(Outline records)
--*--
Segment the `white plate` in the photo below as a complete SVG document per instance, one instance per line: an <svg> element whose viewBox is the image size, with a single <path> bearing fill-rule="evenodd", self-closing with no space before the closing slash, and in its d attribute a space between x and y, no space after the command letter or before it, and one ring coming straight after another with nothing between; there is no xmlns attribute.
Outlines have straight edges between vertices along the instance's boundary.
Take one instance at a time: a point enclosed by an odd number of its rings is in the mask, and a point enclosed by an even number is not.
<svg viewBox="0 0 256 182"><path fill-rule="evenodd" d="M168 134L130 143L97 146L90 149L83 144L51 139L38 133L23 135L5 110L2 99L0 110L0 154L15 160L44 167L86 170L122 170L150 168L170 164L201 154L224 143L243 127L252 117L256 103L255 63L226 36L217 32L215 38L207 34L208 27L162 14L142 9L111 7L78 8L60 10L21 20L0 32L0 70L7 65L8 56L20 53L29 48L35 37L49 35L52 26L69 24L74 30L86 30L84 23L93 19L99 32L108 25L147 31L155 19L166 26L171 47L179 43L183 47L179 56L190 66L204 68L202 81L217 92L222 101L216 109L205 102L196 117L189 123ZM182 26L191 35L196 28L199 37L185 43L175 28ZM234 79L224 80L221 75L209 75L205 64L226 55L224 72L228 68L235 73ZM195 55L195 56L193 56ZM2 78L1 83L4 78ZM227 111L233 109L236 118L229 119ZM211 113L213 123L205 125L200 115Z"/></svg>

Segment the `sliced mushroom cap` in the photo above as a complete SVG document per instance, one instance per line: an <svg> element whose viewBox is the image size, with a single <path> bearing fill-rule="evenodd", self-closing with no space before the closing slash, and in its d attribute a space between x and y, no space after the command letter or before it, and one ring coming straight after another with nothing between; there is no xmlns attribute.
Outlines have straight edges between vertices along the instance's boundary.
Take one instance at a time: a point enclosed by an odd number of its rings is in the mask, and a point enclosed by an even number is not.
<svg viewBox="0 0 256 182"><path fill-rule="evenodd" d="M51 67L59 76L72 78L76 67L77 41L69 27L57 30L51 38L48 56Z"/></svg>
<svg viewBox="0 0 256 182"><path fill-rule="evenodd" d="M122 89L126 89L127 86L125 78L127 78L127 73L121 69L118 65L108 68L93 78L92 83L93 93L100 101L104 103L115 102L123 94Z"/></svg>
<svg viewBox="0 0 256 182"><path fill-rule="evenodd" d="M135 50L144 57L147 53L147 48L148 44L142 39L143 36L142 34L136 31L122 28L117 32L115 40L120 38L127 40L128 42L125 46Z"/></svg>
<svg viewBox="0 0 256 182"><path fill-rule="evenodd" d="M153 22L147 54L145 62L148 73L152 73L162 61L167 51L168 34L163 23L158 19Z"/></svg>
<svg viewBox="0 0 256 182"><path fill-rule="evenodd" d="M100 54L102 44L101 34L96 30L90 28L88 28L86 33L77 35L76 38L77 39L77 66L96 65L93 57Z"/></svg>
--*--
[GOAL]: Rewrite all the records above, changing "straight edges" to "straight segments" and leaving everything else as it is.

[RESPONSE TO THIS TASK]:
Segment the `white plate` in the photo below as a complete SVG document per instance, one instance per line: an <svg> element whose viewBox is the image size, with a single <path> bearing fill-rule="evenodd", self-closing with no space before the closing slash, and in its d attribute a space between x and y, no space after the command letter or before it, and one ring coming straight after another with nothing between; there is no xmlns attribute.
Outlines have straight segments between vertices along the instance's boundary.
Take one instance at a time: a point enclosed by an odd number of its rings is in the mask, and a point enclosed by an even number is not.
<svg viewBox="0 0 256 182"><path fill-rule="evenodd" d="M168 134L130 143L97 146L90 149L83 144L51 139L38 133L23 135L5 110L2 99L0 110L0 154L15 160L44 167L86 170L122 170L150 168L170 164L201 154L224 143L243 127L252 117L256 103L255 63L226 36L217 32L215 38L207 34L208 27L162 14L142 9L111 7L78 8L60 10L21 20L0 32L0 70L7 65L8 56L20 53L29 48L35 37L49 35L52 26L69 24L74 30L86 30L84 23L93 19L99 32L108 25L147 31L155 19L166 26L171 47L179 43L183 47L179 56L190 66L204 68L202 81L217 92L222 101L216 109L205 102L196 117L189 123ZM182 26L191 35L196 28L199 37L185 43L175 28ZM234 79L224 80L221 75L209 75L205 64L226 55L224 72L228 68L235 73ZM195 55L195 56L193 56ZM2 78L1 83L4 78ZM227 111L233 109L236 118L229 119ZM211 113L213 123L205 125L200 115Z"/></svg>

Segment the `sliced mushroom cap` in the photo above as a complete SVG document per instance, one instance per line: an <svg> element whose viewBox is the image size, with a single <path> bearing fill-rule="evenodd", self-closing with no space before the closing slash, and in its d attribute a space between x and y, no space after the command letter or before it, and one ring coming straight after another with nothing between; there is no xmlns attribute.
Outlines have straight segments between vertices along the instance's boundary.
Take one instance at a time: a point enclosed by an odd number of its rings is in the mask, and a point enclosed by an even number is not.
<svg viewBox="0 0 256 182"><path fill-rule="evenodd" d="M51 67L59 76L72 78L76 67L77 41L69 27L57 30L51 38L48 56Z"/></svg>
<svg viewBox="0 0 256 182"><path fill-rule="evenodd" d="M122 89L126 89L127 86L125 78L127 78L127 73L121 69L118 65L108 68L93 78L92 83L93 93L100 101L104 103L115 102L123 94Z"/></svg>
<svg viewBox="0 0 256 182"><path fill-rule="evenodd" d="M135 50L144 57L147 53L147 48L148 44L142 39L143 36L142 34L136 31L122 28L117 32L115 40L120 38L127 40L128 42L125 46Z"/></svg>
<svg viewBox="0 0 256 182"><path fill-rule="evenodd" d="M153 22L147 54L145 62L148 73L152 73L162 61L167 51L168 34L163 23L158 19Z"/></svg>
<svg viewBox="0 0 256 182"><path fill-rule="evenodd" d="M100 54L102 44L101 34L96 30L90 28L88 28L86 33L77 35L76 38L77 39L77 66L96 65L93 57Z"/></svg>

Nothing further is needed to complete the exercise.